[start]

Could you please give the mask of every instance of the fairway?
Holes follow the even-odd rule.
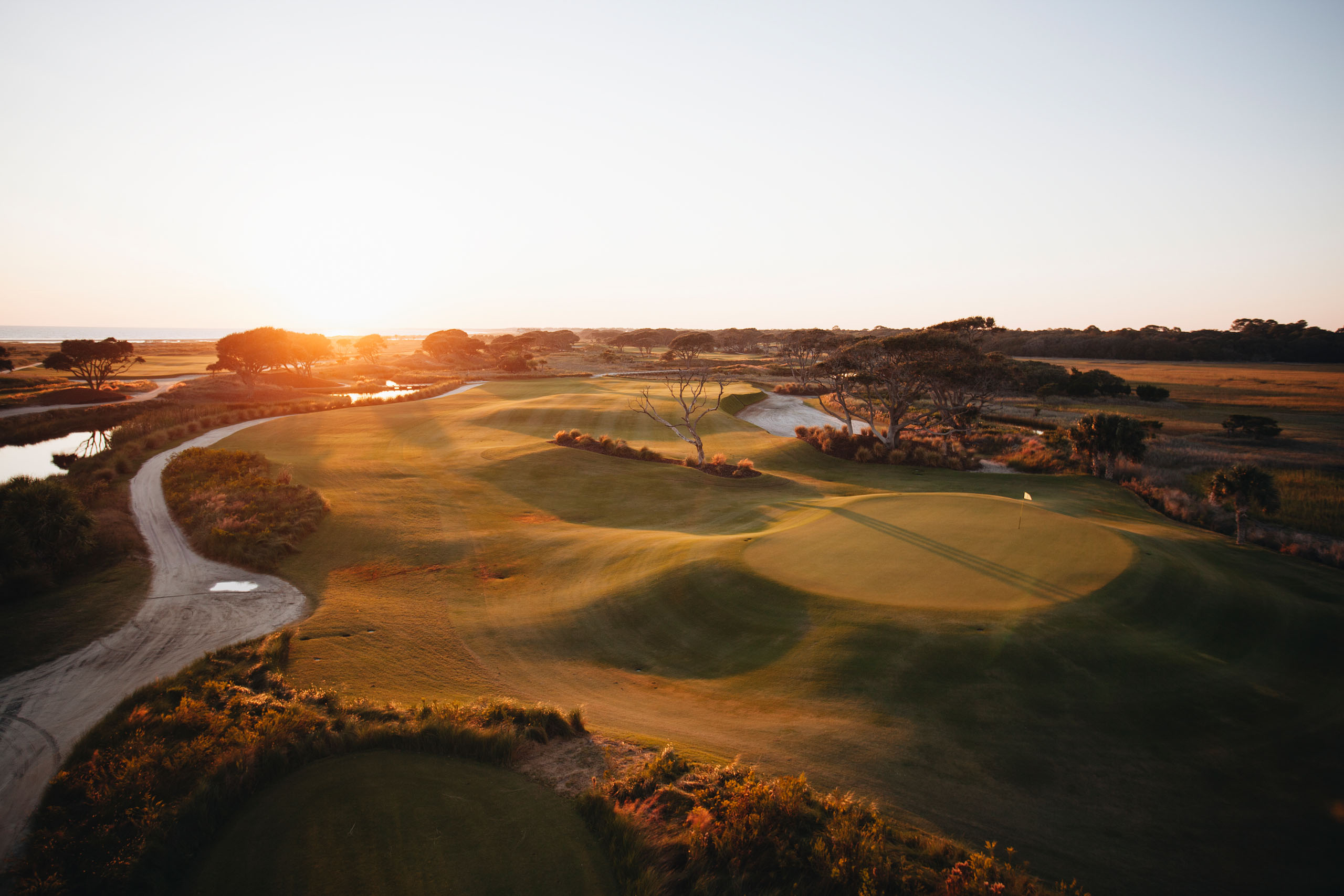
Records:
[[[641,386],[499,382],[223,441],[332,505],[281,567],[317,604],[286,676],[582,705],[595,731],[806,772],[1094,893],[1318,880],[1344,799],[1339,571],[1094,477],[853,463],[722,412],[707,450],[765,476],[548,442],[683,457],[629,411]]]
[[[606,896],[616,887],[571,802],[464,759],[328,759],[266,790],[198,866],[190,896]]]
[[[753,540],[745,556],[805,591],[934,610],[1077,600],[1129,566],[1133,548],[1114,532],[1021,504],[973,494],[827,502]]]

[end]
[start]

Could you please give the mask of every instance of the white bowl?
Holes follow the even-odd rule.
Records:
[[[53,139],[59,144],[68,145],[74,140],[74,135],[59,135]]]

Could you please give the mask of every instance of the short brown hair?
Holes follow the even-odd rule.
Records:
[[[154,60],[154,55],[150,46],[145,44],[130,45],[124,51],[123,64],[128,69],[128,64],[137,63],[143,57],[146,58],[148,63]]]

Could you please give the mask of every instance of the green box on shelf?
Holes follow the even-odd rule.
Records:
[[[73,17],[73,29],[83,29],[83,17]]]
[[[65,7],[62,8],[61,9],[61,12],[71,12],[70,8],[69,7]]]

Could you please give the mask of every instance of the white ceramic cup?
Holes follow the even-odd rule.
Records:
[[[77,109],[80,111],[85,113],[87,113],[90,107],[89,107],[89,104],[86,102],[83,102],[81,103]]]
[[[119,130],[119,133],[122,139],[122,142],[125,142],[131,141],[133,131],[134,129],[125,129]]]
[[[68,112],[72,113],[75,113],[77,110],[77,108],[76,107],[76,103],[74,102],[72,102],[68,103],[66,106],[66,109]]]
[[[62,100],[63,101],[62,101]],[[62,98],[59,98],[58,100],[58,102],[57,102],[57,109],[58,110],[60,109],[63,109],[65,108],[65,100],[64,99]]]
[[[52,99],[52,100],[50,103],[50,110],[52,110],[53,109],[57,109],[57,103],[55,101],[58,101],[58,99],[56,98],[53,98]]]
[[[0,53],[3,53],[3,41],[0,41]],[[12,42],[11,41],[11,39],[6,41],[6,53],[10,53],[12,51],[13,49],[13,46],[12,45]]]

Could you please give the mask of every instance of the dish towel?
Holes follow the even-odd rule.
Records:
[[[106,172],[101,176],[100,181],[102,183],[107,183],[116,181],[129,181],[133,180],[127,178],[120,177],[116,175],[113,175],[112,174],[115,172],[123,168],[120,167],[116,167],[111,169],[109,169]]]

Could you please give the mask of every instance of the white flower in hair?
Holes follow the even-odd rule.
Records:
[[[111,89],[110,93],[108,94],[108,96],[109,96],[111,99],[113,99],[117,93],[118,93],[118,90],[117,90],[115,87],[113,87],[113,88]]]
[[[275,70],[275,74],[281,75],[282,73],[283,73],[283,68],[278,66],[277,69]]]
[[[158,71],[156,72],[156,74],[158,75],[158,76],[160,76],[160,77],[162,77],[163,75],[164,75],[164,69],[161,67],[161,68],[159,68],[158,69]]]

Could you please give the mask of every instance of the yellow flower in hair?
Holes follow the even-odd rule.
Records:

[end]
[start]

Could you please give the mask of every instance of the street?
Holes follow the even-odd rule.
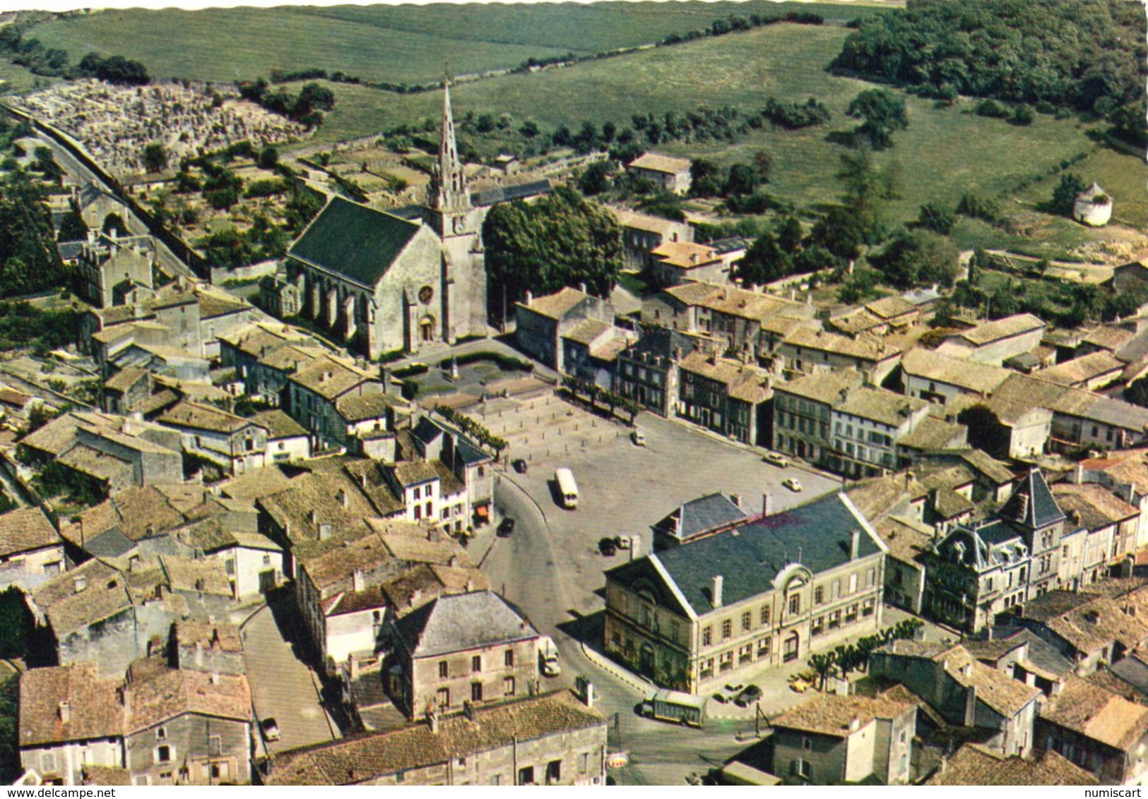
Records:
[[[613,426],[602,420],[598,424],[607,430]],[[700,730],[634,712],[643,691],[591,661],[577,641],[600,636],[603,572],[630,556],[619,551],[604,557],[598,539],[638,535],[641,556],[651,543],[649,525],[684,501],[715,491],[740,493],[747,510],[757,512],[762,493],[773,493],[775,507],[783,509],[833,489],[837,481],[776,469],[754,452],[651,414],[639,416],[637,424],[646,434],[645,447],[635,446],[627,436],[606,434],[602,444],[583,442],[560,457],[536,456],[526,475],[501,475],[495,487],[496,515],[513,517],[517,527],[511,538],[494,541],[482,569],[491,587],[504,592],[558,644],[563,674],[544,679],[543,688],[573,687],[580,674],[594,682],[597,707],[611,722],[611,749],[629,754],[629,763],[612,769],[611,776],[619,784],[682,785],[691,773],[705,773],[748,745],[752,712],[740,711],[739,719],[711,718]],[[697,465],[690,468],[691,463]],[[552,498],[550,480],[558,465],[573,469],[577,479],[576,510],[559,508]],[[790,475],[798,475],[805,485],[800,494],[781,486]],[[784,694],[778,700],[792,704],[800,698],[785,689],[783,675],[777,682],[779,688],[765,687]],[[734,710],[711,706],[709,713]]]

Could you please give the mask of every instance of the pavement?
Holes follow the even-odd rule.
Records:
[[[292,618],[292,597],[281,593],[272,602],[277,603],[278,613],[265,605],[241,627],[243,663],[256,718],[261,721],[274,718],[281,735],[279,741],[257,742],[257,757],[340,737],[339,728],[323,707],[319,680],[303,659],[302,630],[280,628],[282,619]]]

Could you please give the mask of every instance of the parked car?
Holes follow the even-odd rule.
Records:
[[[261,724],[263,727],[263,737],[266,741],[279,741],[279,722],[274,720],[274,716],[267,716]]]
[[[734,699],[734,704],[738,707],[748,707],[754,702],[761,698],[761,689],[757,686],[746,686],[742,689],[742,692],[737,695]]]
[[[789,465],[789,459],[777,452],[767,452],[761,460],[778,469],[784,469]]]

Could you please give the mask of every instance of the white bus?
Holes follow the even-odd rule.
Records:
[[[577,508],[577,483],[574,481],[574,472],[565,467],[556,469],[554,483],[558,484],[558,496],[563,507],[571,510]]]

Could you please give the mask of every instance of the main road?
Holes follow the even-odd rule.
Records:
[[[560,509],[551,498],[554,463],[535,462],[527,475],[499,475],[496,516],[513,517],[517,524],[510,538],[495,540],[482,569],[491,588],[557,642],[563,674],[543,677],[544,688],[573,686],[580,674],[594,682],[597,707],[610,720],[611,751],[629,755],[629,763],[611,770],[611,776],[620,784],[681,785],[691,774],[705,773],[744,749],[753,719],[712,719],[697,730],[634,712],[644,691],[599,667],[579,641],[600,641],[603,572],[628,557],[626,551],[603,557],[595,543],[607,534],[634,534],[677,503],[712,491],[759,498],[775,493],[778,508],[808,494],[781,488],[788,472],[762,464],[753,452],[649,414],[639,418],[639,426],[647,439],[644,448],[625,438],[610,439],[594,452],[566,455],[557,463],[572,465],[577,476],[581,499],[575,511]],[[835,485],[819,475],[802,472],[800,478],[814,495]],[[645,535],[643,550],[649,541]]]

[end]

## Required task
Pick out every line in the rows that contains the word "flower".

## Solved problem
Could you please give the mask of every instance of the white flower in hair?
Could you please give the mask of every instance of the yellow flower in hair?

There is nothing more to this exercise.